● WRITTEN EXERCISE
Rewrite the rows below, starting at the line that contains "Could you locate every car door" and ending after the line that contains "[153,0,200,18]", keeping every request as is and multiplying each bounding-box coordinate in the answers by 0.85, rounded to a whole number with halves going up. Return only those lines.

● INFORMATION GIVEN
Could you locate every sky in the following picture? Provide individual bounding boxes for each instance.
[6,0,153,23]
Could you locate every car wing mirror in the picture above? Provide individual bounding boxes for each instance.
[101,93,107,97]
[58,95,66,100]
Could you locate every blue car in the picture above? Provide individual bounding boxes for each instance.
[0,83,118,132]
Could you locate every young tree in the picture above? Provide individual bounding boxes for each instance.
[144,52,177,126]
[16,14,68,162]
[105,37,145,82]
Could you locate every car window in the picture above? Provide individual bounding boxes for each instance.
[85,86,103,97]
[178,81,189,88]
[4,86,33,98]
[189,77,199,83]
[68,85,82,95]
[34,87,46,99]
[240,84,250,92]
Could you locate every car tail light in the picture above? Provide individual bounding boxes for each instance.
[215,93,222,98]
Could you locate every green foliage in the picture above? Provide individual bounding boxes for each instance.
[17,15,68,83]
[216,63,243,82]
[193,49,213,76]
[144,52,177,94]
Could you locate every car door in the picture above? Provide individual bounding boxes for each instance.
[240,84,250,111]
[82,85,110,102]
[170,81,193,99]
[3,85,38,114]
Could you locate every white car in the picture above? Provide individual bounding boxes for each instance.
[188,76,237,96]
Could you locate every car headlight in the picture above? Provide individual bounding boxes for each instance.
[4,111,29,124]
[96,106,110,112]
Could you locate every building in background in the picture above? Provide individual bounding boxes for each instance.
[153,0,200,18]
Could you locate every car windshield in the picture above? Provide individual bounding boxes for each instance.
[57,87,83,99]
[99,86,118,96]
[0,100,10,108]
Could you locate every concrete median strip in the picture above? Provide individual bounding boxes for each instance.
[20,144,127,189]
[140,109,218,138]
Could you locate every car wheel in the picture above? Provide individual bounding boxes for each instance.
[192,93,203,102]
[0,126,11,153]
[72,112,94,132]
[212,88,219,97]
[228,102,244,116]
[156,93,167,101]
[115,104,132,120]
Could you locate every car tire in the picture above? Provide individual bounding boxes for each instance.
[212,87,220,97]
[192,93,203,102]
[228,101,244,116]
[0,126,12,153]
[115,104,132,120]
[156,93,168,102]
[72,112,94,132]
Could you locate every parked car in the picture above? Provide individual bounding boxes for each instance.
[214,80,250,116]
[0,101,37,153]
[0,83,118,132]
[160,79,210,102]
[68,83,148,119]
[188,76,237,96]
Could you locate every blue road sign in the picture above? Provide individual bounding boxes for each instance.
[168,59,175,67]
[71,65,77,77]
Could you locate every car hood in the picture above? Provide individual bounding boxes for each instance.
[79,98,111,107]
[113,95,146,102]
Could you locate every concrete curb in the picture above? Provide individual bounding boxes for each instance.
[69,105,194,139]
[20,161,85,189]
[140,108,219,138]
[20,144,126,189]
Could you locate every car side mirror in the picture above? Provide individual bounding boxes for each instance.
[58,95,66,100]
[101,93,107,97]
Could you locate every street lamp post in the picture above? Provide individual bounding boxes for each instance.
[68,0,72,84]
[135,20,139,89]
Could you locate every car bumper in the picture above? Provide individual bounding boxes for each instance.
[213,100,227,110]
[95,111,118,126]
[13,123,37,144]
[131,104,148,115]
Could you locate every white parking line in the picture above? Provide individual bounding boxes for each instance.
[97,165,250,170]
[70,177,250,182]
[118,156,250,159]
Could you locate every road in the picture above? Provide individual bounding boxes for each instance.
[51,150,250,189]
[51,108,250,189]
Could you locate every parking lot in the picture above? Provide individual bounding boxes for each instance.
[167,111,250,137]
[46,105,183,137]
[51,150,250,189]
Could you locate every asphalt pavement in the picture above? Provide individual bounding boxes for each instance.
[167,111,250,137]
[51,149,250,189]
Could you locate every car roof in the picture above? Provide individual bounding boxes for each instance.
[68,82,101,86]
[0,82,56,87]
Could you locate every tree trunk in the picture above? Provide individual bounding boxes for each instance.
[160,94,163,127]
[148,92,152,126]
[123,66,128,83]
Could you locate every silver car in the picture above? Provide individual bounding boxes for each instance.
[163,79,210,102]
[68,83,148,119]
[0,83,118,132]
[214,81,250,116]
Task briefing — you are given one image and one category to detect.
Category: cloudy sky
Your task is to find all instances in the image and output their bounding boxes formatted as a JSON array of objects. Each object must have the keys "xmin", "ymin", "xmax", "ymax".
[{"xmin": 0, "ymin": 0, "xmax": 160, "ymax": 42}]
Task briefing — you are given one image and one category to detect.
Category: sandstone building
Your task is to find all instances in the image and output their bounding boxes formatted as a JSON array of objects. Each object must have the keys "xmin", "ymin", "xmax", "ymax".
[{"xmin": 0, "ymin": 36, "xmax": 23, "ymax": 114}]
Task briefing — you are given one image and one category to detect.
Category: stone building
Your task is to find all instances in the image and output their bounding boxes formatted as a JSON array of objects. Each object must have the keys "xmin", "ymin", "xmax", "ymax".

● SOLUTION TO THIS EXERCISE
Could you locate every car door in the picture above? Provide individual bounding boxes for each instance.
[204,71,213,94]
[70,72,94,87]
[145,69,164,84]
[3,72,32,97]
Could you locate every white car in the picture above? Provide individual bounding boxes for each instance.
[160,65,201,82]
Could you locate every car headlight in the picture above? Provide individual bounding boxes for each instance.
[3,94,25,105]
[82,90,94,95]
Could you locate every building in background in the picture above? Provide individual bounding boxes for each instance.
[130,0,170,15]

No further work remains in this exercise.